Extract
========

A Writer's Journey
My friend David O’Reilly was a star writer for The Philadelphia Inquirer for thirty-five years. He traveled the world with Pope Francis, touched foreheads with the Dalai Lama in spiritual communion, walked through the dust in Kenya to tell the story of the poorest of the poor, lunched with James Baldwin in Manhattan, sailed the sloop Clearwater on the Hudson River with folk singer Pete Seeger.
My wife and I are often asked how does Mountain Home find so many talented writers? They come out of the past, like my wife’s Wellsboro music teacher Pat Davis, or out of the woods, like the late “Mountain Man” Roy Kain, or out of law, or medicine, or the church, or even recovery. But Teresa and I have never been so astonished as the day last fall we knocked on a door on our block and there stood David O’Reilly, globe-trotting reporter and new Wellsboro resident.
“Welcome to Wellsboro,” we said, stunned. Thirty years ago when I joined the staff of The Philadelphia Inquirer David was my colleague and first friend in Philadelphia. I bought my first house a half-mile from his in Riverton, New Jersey; now, with but a few weeks’ notice, he and his wife Birnie, our dear friend, had moved seven houses down.
“Well, hello,” David said with smile. Now it’s my pleasure to introduce you to my old friend. I’m happy to say that after getting acclimated David jumped in as the author of this month’s fascinating cover story that is a true sign of our times—“The Last Reporter,” the story of Jeff Murray of the Star-Gazette. I hope you’ll be enthralled with the story as I was and with powerful evidence, in stereo, of what a reporter can mean to a community.
When I met him, David was already one of the top writers on one of the best newspapers in the country. Then he got on the religion beat for the Inquirer, his true love, and held it for twenty-two years. “Religion is enormously important in most people’s personal lives,” he says. “It’s a wonderful medium for telling stories.”
David had an audience with Pope John Paul in 2005, and kissed his ring. Keeping his objectivity, his reporting on the Catholic Church’s clergy sex abuse crisis led to landmark legislation in Harrisburg protecting minors. In 2008, David interviewed the Dalai Lama. “A buoyant, jubilant man,” he recalls. “He pressed his forehead to mine. I felt his peace for days.” He flew with Pope Francis in 2015 from Rome to Havana when the pope met Fidel Castro, then on to the pope’s speeches before Congress and the United Nations. David presented the pontiff with a papal skullcap, or zucchetto, which in the priestly tradition the pope put on his head for a moment and gave back to David (CNN reported on the swap). His work was nominated for a Pulitzer; he twice won the Templeton Award as the best religion reporter in the United States. Even as newspapers lost readers and reporters to smartphones, the Inquirer’s religion writer kept his unsinkable zeal for the profession and the people he wrote about. His colleagues applauded in his honor in 2016 as he walked out of the newsroom in Philadelphia for the last time. He thought he’d retired.
As you’ll see in "The Last Reporter," that’s not quite true.

========

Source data

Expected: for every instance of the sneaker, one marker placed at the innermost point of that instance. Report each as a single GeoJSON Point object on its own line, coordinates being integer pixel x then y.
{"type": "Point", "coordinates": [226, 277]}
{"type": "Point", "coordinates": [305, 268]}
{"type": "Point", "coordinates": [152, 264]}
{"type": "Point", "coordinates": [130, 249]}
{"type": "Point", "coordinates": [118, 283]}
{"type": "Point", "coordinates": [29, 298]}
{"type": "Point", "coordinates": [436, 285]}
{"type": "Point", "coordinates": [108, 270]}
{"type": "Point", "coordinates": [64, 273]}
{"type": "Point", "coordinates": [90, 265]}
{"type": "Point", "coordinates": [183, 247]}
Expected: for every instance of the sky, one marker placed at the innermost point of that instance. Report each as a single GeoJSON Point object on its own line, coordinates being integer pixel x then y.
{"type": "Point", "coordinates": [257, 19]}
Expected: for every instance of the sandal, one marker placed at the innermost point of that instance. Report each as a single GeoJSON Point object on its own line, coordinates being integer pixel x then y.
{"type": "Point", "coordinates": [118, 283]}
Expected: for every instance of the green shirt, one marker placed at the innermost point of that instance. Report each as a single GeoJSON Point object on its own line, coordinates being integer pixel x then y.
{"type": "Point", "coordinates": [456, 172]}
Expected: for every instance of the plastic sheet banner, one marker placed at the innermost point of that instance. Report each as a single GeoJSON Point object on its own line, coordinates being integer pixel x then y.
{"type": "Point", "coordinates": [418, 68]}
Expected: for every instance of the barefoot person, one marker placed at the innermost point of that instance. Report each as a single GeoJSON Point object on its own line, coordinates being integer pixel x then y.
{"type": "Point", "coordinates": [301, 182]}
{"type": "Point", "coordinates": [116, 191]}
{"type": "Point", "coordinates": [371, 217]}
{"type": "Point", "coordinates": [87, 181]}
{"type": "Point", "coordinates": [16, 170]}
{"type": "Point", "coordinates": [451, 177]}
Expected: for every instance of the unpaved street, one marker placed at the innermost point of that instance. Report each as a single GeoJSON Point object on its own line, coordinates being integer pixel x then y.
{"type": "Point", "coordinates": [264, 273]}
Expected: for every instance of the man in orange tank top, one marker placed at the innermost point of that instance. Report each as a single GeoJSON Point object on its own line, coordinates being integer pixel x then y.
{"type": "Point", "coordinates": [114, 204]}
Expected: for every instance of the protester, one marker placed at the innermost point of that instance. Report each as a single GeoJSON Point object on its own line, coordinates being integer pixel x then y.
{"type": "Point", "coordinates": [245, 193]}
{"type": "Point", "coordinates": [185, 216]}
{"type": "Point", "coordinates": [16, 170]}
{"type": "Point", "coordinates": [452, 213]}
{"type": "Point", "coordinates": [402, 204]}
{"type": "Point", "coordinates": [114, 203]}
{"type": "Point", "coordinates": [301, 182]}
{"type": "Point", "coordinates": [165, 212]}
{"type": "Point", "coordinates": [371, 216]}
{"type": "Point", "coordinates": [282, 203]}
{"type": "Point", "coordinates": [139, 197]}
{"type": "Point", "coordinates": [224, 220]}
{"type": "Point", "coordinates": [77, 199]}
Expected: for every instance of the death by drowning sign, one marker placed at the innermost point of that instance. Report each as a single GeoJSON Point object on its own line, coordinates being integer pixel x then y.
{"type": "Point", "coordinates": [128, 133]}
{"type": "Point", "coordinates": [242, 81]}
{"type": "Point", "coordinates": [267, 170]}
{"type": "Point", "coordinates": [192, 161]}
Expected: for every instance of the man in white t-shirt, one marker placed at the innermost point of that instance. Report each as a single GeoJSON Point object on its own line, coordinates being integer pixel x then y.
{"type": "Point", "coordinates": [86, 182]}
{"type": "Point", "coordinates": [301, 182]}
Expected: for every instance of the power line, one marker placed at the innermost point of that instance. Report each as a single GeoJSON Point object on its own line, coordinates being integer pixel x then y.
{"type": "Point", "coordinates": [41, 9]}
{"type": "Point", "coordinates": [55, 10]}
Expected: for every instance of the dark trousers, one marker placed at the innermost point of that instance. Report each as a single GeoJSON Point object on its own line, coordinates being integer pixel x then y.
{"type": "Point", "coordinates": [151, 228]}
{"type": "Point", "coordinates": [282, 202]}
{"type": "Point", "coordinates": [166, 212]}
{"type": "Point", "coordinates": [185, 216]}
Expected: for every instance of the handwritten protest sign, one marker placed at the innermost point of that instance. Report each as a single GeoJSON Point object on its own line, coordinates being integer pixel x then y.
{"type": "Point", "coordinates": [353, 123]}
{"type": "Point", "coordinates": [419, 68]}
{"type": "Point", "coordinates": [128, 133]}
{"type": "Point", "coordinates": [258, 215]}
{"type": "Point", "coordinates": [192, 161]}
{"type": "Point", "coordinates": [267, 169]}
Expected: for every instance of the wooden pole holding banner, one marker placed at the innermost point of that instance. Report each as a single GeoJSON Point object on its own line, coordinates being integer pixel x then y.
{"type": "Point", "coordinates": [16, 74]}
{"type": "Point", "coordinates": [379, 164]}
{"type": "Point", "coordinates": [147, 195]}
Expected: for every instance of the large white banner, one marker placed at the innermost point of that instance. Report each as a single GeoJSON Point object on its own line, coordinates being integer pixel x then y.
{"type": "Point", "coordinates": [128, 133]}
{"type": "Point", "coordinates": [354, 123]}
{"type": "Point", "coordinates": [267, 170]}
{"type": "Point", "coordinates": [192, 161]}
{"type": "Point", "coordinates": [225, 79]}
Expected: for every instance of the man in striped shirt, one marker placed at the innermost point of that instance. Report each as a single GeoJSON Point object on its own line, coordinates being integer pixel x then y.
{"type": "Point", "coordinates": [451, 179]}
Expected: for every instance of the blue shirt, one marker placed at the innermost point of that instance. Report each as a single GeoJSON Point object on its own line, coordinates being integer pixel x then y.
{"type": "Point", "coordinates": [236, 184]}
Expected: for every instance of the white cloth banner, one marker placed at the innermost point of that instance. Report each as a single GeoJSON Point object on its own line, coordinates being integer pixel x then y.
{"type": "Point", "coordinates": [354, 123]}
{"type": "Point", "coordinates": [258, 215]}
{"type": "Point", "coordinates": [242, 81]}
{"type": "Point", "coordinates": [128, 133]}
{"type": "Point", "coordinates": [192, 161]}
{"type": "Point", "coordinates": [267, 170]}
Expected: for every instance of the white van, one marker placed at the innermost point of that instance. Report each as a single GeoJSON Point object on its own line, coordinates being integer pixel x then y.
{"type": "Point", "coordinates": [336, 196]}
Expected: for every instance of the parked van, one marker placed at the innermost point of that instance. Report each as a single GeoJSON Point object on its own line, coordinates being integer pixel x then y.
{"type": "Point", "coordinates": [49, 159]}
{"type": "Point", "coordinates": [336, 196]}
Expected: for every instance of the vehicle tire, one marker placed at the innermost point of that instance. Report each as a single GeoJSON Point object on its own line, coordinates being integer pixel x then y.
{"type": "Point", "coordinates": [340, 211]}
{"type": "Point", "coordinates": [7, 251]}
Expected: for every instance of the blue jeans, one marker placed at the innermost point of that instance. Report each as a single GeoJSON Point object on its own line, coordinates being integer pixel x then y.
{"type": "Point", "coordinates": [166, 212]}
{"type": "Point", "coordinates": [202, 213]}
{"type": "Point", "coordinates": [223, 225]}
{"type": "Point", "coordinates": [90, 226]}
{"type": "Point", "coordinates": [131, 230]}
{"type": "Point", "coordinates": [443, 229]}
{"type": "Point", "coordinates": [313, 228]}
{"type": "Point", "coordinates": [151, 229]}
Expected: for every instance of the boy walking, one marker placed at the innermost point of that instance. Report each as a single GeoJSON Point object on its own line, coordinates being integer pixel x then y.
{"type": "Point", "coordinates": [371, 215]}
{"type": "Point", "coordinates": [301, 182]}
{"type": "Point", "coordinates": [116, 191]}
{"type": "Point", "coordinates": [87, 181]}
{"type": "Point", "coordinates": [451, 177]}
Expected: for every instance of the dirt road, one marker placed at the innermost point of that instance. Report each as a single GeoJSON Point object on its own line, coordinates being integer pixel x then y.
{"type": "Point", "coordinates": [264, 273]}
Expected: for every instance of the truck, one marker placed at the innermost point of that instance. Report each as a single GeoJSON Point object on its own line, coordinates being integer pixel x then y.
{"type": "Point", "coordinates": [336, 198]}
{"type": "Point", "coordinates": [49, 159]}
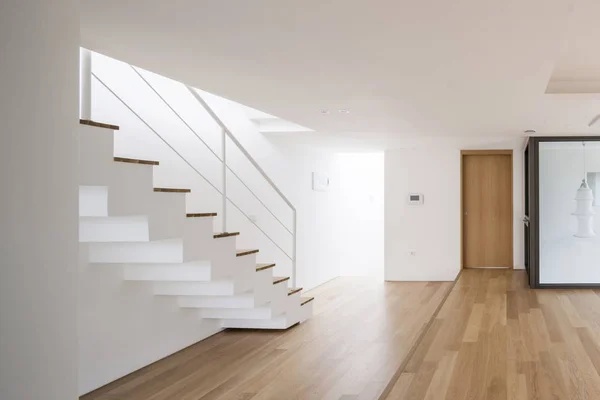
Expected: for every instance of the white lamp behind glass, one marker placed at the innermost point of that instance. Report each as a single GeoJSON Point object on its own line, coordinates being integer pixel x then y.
{"type": "Point", "coordinates": [585, 211]}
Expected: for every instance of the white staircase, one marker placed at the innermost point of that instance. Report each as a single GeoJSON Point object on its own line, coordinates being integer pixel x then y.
{"type": "Point", "coordinates": [124, 220]}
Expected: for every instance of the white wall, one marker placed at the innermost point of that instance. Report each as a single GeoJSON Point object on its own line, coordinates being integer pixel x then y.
{"type": "Point", "coordinates": [39, 47]}
{"type": "Point", "coordinates": [563, 257]}
{"type": "Point", "coordinates": [432, 230]}
{"type": "Point", "coordinates": [359, 185]}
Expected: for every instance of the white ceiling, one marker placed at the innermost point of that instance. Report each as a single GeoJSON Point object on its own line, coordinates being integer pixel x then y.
{"type": "Point", "coordinates": [404, 68]}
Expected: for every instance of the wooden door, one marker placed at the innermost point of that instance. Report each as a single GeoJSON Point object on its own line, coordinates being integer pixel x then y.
{"type": "Point", "coordinates": [487, 210]}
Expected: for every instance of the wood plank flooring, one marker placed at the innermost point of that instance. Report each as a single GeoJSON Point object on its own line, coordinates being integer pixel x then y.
{"type": "Point", "coordinates": [496, 339]}
{"type": "Point", "coordinates": [357, 340]}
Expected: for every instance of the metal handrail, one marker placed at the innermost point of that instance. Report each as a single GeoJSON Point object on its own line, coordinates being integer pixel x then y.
{"type": "Point", "coordinates": [227, 132]}
{"type": "Point", "coordinates": [223, 160]}
{"type": "Point", "coordinates": [223, 193]}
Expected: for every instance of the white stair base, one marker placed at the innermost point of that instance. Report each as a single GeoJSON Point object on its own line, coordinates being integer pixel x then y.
{"type": "Point", "coordinates": [290, 317]}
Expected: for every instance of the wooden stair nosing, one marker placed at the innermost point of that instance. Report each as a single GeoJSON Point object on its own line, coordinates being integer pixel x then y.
{"type": "Point", "coordinates": [200, 215]}
{"type": "Point", "coordinates": [305, 300]}
{"type": "Point", "coordinates": [262, 267]}
{"type": "Point", "coordinates": [172, 190]}
{"type": "Point", "coordinates": [241, 253]}
{"type": "Point", "coordinates": [277, 280]}
{"type": "Point", "coordinates": [98, 124]}
{"type": "Point", "coordinates": [225, 234]}
{"type": "Point", "coordinates": [135, 161]}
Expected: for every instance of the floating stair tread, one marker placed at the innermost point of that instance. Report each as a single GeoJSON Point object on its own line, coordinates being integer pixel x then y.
{"type": "Point", "coordinates": [98, 124]}
{"type": "Point", "coordinates": [241, 253]}
{"type": "Point", "coordinates": [225, 234]}
{"type": "Point", "coordinates": [134, 161]}
{"type": "Point", "coordinates": [262, 267]}
{"type": "Point", "coordinates": [172, 190]}
{"type": "Point", "coordinates": [304, 300]}
{"type": "Point", "coordinates": [201, 215]}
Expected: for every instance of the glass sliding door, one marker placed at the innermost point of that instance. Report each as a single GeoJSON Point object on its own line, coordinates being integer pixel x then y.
{"type": "Point", "coordinates": [568, 212]}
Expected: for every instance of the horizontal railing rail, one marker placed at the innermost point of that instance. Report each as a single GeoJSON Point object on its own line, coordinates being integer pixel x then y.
{"type": "Point", "coordinates": [226, 133]}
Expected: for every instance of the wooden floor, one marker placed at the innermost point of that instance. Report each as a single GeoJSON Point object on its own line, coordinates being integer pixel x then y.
{"type": "Point", "coordinates": [495, 339]}
{"type": "Point", "coordinates": [355, 344]}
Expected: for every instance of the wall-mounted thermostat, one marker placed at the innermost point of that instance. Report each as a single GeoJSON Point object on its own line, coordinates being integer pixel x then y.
{"type": "Point", "coordinates": [416, 199]}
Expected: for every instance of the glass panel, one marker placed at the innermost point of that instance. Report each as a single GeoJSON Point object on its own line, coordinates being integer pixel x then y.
{"type": "Point", "coordinates": [569, 215]}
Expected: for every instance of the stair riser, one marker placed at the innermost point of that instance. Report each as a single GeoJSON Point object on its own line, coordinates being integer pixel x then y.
{"type": "Point", "coordinates": [167, 251]}
{"type": "Point", "coordinates": [216, 288]}
{"type": "Point", "coordinates": [261, 295]}
{"type": "Point", "coordinates": [198, 271]}
{"type": "Point", "coordinates": [238, 283]}
{"type": "Point", "coordinates": [289, 314]}
{"type": "Point", "coordinates": [238, 301]}
{"type": "Point", "coordinates": [188, 248]}
{"type": "Point", "coordinates": [142, 229]}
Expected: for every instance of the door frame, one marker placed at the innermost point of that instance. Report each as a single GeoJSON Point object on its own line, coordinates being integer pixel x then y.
{"type": "Point", "coordinates": [503, 152]}
{"type": "Point", "coordinates": [534, 211]}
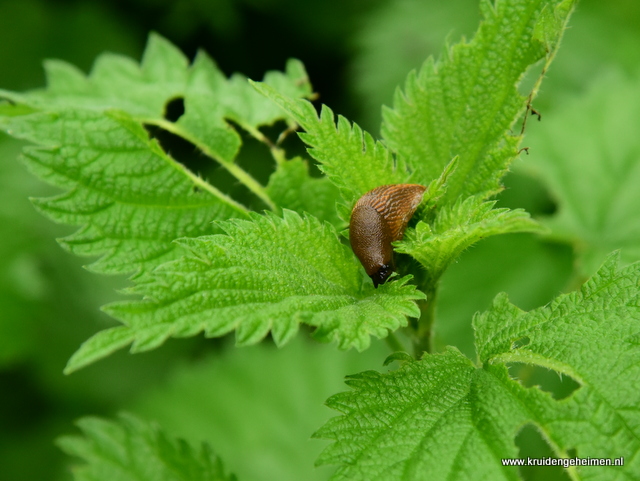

========

What you should do
Write out the column about David O'Reilly starting with "A Writer's Journey" and going on through "new Wellsboro resident.", swapping "thirty-five years" for "three and a half decades".

Result of the task
A Writer's Journey
My friend David O’Reilly was a star writer for The Philadelphia Inquirer for three and a half decades. He traveled the world with Pope Francis, touched foreheads with the Dalai Lama in spiritual communion, walked through the dust in Kenya to tell the story of the poorest of the poor, lunched with James Baldwin in Manhattan, sailed the sloop Clearwater on the Hudson River with folk singer Pete Seeger.
My wife and I are often asked how does Mountain Home find so many talented writers? They come out of the past, like my wife’s Wellsboro music teacher Pat Davis, or out of the woods, like the late “Mountain Man” Roy Kain, or out of law, or medicine, or the church, or even recovery. But Teresa and I have never been so astonished as the day last fall we knocked on a door on our block and there stood David O’Reilly, globe-trotting reporter and new Wellsboro resident.